• _Records_:
• • • • • • •

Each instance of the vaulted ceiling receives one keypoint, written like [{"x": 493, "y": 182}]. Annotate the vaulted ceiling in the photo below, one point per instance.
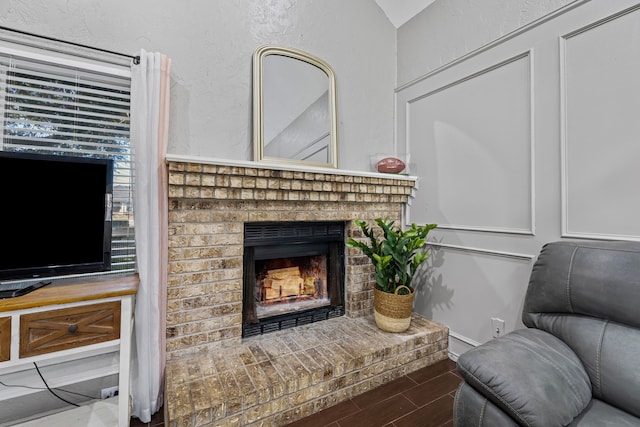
[{"x": 400, "y": 11}]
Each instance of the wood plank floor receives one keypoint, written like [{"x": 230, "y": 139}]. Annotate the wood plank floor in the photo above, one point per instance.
[{"x": 421, "y": 399}]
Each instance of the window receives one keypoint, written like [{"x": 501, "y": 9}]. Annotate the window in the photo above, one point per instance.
[{"x": 57, "y": 106}]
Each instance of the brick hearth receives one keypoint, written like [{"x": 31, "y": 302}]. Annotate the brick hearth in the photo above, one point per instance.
[{"x": 216, "y": 378}]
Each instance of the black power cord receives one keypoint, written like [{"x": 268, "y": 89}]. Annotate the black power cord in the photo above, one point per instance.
[{"x": 50, "y": 390}]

• • • • • • •

• _Required work_: Print the lines that start with the one containing "Each instance of the window" and run through the end of the records, reproducing them character for character with nothing added or left out.

• _The response_:
Each instance of the window receives one keypoint, written like [{"x": 501, "y": 9}]. Annotate the window in the photo above, one point per instance.
[{"x": 57, "y": 106}]
Each instance of the brick hearth receives one keypoint, written like [{"x": 31, "y": 302}]. Annotate the brick hearth in the photo above, one point per instance.
[{"x": 216, "y": 378}]
Each instance of the black power cord receives one keypoint, written like [{"x": 268, "y": 89}]. Annotate the black power cord in the photo above, one point per instance.
[{"x": 50, "y": 390}]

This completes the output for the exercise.